» **EXERCISE SET**:
a - Transcribe the passage of the sort -hu thread starting with "On Tue, 1 Apr" and going on through "implemented (I think).".
b - Show every line of the listing that contains the string "face".

Re: Unexpected behavior of sort -hu

Pascal Stumpf Wed, 02 Apr 2025 12:05:30 -0700

Hi Ingo,

On Tue, 1 Apr 2025 02:55:17 +0200, Ingo Schwarze wrote:
> Hello Pascal,
> 
> Pascal Stumpf wrote on Tue, Apr 01, 2025 at 12:37:44AM +0200:
> > On Sun, 30 Mar 2025 16:02:04 +0200, Ingo Schwarze wrote:
> >> Pascal Stumpf wrote on Thu, Mar 27, 2025 at 07:33:27PM +0100:
> 
> >>> I probably should have explained myself a little better.  The problem
> >>> with your explanation is that the terms "upper case" and "lower case"
> >>> letters are too broad and are not limited to ASCII.  A Greek upper case
> >>> alpha is an upper case letter, and is certainly not sorted before a
> >>> lower case ASCII 'a', even if LC_COLLATE were implemented (I think).
> 
> >> I don't see a problem here.  Our sort(1) manual page already says:
> >> 
> >>   STANDARDS
> >>      The sort utility is compliant with the IEEE Std 1003.1-2008 (POSIX.1)
> >>      specification, except that it ignores the user's locale(1) and always
> >>      assumes LC_ALL=C.
> >> 
> >> So it's clear that we are talking about ASCII characters only and not
> >> about Greek letters.
> 
> > I disagree; that statement is quite hidden, and even then, it's a bit of
> > a leap to conclude that LC_ALL=C also applies to the man page's
> > terminology of what counts as a 'character'.  However ...

» **DATA EXTRACT**:
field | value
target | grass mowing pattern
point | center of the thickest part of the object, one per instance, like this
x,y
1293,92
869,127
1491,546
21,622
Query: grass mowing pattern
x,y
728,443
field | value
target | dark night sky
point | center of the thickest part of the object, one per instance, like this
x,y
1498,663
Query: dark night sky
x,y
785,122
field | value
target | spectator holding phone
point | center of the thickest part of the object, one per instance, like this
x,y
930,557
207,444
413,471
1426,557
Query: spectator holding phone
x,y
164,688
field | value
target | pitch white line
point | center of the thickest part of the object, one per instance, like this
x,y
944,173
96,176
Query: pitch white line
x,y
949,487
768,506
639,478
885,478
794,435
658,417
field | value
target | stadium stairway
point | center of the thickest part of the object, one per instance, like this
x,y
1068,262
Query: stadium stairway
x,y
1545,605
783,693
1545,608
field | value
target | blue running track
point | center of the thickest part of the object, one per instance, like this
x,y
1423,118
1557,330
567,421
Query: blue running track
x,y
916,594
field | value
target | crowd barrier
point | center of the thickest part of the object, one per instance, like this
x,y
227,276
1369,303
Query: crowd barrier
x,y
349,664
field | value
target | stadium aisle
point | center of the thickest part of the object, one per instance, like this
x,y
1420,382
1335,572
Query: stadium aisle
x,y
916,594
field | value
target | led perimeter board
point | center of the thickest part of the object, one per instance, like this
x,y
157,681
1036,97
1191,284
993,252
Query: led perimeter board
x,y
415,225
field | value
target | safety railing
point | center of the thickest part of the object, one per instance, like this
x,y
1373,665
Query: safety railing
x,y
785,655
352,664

* * *

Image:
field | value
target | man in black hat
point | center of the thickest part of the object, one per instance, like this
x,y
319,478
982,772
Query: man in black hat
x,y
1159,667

--

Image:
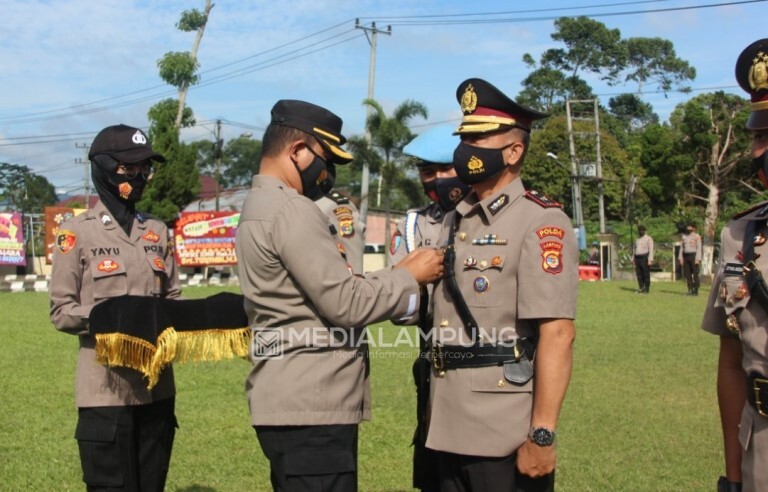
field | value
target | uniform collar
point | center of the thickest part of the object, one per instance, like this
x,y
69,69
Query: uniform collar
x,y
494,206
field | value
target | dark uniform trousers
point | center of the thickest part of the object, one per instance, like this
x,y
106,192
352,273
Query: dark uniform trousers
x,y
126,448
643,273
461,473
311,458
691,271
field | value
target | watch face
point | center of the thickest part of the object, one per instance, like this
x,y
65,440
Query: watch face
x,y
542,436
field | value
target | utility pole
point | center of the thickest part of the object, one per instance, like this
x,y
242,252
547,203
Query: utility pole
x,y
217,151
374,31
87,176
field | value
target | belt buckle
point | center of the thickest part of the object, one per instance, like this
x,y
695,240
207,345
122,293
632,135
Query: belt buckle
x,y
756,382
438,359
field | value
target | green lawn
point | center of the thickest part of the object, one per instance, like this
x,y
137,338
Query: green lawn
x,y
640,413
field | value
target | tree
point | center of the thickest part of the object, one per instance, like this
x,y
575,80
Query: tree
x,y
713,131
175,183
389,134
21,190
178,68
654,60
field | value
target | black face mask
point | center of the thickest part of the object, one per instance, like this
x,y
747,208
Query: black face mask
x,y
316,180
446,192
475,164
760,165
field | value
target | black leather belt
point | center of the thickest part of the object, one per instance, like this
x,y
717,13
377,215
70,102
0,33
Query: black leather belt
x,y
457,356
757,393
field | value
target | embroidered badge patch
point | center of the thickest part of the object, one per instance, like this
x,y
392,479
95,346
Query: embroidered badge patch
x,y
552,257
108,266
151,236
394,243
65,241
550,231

» **SOLUTIONS BY TASK**:
a -
On Tue, 1 Apr 2025 02:55:17 +0200, Ingo Schwarze wrote:
> Hello Pascal,
> 
> Pascal Stumpf wrote on Tue, Apr 01, 2025 at 12:37:44AM +0200:
> > On Sun, 30 Mar 2025 16:02:04 +0200, Ingo Schwarze wrote:
> >> Pascal Stumpf wrote on Thu, Mar 27, 2025 at 07:33:27PM +0100:
> 
> >>> I probably should have explained myself a little better.  The problem
> >>> with your explanation is that the terms "upper case" and "lower case"
> >>> letters are too broad and are not limited to ASCII.  A Greek upper case
> >>> alpha is an upper case letter, and is certainly not sorted before a
> >>> lower case ASCII 'a', even if LC_COLLATE were implemented (I think).

b -
target | watch face
Query: watch face
target | black face mask
Query: black face mask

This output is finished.